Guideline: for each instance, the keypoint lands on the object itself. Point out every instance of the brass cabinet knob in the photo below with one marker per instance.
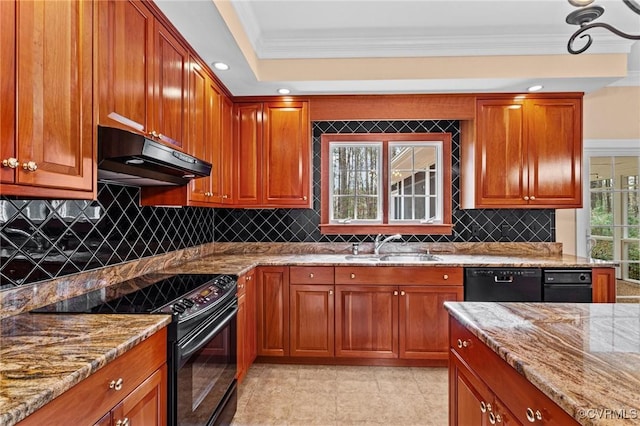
(116, 384)
(533, 416)
(11, 162)
(30, 166)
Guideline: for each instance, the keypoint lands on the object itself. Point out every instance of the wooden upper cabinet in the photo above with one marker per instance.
(287, 154)
(272, 154)
(528, 152)
(49, 150)
(555, 152)
(247, 156)
(142, 74)
(170, 87)
(8, 90)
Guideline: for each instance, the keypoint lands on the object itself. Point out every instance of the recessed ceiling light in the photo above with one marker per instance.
(220, 66)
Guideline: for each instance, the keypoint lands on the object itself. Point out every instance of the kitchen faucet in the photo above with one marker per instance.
(379, 243)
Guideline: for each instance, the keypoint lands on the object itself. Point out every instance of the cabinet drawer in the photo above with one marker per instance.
(311, 275)
(398, 275)
(89, 400)
(515, 391)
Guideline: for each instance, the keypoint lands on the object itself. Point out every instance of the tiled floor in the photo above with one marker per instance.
(342, 395)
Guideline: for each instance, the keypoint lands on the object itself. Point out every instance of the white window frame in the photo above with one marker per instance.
(598, 148)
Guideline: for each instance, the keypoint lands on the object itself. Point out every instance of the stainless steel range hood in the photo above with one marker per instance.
(129, 158)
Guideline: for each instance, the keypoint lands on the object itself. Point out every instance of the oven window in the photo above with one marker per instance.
(205, 378)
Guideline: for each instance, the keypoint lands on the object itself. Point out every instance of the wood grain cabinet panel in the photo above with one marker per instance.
(272, 301)
(424, 322)
(47, 134)
(143, 73)
(246, 339)
(312, 320)
(142, 398)
(366, 321)
(272, 154)
(528, 152)
(513, 395)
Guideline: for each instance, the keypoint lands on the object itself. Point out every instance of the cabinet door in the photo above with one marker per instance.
(554, 141)
(223, 179)
(312, 316)
(251, 328)
(170, 87)
(287, 154)
(125, 58)
(241, 319)
(8, 90)
(147, 404)
(424, 322)
(468, 396)
(366, 321)
(202, 121)
(248, 153)
(273, 311)
(54, 71)
(501, 168)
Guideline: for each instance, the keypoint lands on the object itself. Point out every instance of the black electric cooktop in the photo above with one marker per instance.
(183, 295)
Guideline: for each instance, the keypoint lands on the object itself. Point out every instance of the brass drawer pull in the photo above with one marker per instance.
(116, 384)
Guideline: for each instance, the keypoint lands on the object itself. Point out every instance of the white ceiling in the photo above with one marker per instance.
(399, 46)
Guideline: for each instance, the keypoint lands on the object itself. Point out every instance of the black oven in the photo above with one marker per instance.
(201, 356)
(205, 390)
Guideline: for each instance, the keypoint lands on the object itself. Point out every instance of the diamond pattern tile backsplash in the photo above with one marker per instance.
(301, 225)
(44, 239)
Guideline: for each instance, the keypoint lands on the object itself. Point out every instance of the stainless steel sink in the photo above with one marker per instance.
(394, 257)
(409, 257)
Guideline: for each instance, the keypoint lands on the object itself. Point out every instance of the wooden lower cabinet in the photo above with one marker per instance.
(272, 303)
(246, 325)
(484, 389)
(141, 397)
(366, 321)
(311, 312)
(423, 321)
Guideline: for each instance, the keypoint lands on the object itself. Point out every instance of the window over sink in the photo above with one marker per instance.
(383, 183)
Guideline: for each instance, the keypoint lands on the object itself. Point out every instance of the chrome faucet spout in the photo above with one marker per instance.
(379, 242)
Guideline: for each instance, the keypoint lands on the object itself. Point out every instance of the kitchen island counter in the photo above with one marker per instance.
(584, 357)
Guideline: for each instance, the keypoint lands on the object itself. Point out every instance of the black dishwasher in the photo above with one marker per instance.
(503, 284)
(567, 285)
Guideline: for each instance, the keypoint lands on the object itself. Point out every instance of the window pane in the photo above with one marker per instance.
(367, 208)
(601, 173)
(413, 174)
(601, 208)
(343, 208)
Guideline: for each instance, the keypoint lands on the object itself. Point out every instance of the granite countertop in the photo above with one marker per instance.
(585, 357)
(241, 263)
(42, 355)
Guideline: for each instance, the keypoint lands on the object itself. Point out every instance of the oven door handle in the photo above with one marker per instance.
(188, 348)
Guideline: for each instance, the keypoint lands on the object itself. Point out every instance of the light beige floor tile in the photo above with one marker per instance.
(357, 386)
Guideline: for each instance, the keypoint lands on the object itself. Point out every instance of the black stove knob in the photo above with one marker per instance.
(179, 308)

◆ ◆ ◆

Beginning with the line that contains "the window pane", repeat every line through the end of the records and nothing more.

Guideline: for each instance, the keypoint lands on the object itself. Point out every instance of the window pane in the photo above with one marker per instance.
(367, 208)
(601, 173)
(413, 174)
(601, 208)
(343, 208)
Guideline: for each instance, the keypoint lands on the object itself. Point out every instance of the granite countertop in the photo above with one marker per instance.
(585, 357)
(241, 263)
(42, 355)
Guideline: for each instance, the keypoint lands on the object itself. Point out every instance of the oven door handle in the photo above with one marker per instance.
(188, 348)
Guideline: for each instance, the keypoint lands on the object itself. Point out every instance of the light beige floor tile in the photo above with one marker per instance.
(357, 386)
Guideline: for each instance, the keypoint lands on the object itself. Point out every instance of the black stove knob in the photo above with one marker per instance.
(179, 308)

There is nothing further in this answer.